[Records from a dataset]
=-=-=

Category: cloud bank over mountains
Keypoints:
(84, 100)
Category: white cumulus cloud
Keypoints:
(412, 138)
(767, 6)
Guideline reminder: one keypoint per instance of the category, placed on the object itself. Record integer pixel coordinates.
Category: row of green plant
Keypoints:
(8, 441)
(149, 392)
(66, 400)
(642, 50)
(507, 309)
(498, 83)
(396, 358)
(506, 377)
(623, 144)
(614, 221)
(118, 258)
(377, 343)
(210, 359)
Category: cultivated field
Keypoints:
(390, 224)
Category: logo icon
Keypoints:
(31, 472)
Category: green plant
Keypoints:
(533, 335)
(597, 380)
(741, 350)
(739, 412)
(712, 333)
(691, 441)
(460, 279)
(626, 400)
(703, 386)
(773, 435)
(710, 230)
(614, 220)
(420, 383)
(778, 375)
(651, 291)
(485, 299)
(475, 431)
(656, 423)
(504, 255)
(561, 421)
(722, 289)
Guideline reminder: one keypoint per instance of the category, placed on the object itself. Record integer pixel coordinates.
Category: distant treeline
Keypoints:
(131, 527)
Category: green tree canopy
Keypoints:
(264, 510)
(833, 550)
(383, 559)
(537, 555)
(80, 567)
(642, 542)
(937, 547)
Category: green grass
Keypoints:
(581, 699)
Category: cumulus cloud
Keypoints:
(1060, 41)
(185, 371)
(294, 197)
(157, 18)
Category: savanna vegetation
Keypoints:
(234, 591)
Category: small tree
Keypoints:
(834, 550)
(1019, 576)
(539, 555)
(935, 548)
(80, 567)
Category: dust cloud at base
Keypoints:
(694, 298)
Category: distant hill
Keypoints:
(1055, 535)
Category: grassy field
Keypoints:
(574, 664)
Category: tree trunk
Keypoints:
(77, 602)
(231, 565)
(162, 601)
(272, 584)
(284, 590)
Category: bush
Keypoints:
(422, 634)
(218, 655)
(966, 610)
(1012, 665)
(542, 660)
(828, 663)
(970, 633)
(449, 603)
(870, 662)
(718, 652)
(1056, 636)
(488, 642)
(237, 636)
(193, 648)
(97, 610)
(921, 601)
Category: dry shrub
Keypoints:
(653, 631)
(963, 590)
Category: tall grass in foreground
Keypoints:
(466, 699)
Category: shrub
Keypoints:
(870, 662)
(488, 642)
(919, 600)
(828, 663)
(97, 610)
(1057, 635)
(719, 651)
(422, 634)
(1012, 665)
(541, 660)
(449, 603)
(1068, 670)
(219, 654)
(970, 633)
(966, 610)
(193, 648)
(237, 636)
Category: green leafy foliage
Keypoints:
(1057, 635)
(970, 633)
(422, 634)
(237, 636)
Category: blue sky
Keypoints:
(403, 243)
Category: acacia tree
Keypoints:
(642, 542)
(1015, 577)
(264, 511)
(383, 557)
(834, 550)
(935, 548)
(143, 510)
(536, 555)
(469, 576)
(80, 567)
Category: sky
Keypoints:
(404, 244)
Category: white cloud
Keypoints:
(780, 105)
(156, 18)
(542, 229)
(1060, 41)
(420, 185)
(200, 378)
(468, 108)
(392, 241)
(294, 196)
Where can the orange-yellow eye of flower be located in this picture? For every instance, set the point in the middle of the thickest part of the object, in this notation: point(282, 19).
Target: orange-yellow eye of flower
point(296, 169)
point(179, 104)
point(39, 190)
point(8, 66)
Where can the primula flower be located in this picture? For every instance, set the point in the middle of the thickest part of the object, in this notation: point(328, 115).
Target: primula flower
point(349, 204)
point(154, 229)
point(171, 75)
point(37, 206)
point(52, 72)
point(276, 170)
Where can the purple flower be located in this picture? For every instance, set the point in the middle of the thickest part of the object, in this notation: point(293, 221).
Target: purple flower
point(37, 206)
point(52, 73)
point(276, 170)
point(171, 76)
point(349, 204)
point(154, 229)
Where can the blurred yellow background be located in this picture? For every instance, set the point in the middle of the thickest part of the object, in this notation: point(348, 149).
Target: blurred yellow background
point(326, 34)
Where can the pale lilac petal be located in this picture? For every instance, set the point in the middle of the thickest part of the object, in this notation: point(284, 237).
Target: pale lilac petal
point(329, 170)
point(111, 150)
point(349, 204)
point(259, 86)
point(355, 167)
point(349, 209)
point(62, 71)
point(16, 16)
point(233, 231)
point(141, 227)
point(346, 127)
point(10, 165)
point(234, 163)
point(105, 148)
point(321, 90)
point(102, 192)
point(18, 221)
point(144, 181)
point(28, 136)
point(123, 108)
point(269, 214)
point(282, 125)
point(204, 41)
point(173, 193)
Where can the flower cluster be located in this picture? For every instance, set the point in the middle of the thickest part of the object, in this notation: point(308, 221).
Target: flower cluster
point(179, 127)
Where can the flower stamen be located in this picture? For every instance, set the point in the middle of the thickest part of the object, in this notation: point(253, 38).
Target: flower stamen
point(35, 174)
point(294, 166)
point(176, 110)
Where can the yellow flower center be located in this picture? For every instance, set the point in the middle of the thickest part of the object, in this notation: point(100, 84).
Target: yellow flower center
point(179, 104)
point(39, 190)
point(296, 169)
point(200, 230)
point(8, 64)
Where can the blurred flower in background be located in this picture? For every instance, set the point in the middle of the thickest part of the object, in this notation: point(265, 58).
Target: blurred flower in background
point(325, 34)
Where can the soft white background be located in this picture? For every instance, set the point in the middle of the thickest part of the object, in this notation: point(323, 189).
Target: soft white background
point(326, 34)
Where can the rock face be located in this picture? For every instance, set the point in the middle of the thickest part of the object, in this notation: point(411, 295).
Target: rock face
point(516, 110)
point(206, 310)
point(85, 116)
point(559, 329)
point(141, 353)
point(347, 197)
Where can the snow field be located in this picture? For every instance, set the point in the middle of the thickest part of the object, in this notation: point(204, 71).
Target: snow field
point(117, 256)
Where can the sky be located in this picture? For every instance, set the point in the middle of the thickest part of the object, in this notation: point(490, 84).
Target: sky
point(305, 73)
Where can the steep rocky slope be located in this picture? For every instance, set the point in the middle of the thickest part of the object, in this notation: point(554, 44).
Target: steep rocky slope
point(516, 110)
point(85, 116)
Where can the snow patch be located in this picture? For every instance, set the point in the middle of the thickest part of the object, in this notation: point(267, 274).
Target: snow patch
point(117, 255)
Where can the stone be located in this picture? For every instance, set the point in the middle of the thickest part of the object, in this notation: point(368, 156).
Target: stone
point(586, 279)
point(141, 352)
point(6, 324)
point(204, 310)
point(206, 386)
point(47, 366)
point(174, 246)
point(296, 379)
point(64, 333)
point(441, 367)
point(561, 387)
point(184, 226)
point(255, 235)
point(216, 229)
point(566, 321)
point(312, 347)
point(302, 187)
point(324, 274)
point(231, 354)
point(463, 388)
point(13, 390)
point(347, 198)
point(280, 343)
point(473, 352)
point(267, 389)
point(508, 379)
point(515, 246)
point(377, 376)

=-=-=

> _WHAT THE TASK REQUIRES_:
Give again everything from the line containing "Where can the sky" down to the end of the material, with its requests, scaling every point coordinate in the answers by 2.4 and rounding to whole numbers, halves up. Leave the numbers in the requests and their format samples unchanged.

> _REPLY_:
Where can the sky be located in this picture? For every instance, set the point in the middle of the thickest part of the object, in this notation: point(490, 84).
Target: sky
point(732, 175)
Where can the steep rocky slope be located in this picture? For every instance, set the point in the middle of the thickest part of the object, in this notation: point(554, 44).
Target: steep rocky slope
point(1238, 264)
point(204, 278)
Where can the snow patch be located in this picture? For every instance, set the point in the middle of the thickest part of the object, in this notation: point(267, 274).
Target: snow patch
point(281, 612)
Where can the stone be located in this picture? For every instance, set the point in the middle of the thickest part of the object, in this notation: point(368, 156).
Target: stone
point(1406, 670)
point(338, 845)
point(14, 778)
point(490, 744)
point(494, 926)
point(113, 878)
point(418, 590)
point(710, 910)
point(154, 799)
point(1058, 881)
point(1346, 929)
point(442, 542)
point(612, 564)
point(518, 550)
point(1358, 770)
point(749, 833)
point(725, 449)
point(778, 658)
point(554, 850)
point(1111, 931)
point(31, 936)
point(833, 475)
point(672, 823)
point(1135, 845)
point(641, 934)
point(1219, 910)
point(1236, 590)
point(905, 902)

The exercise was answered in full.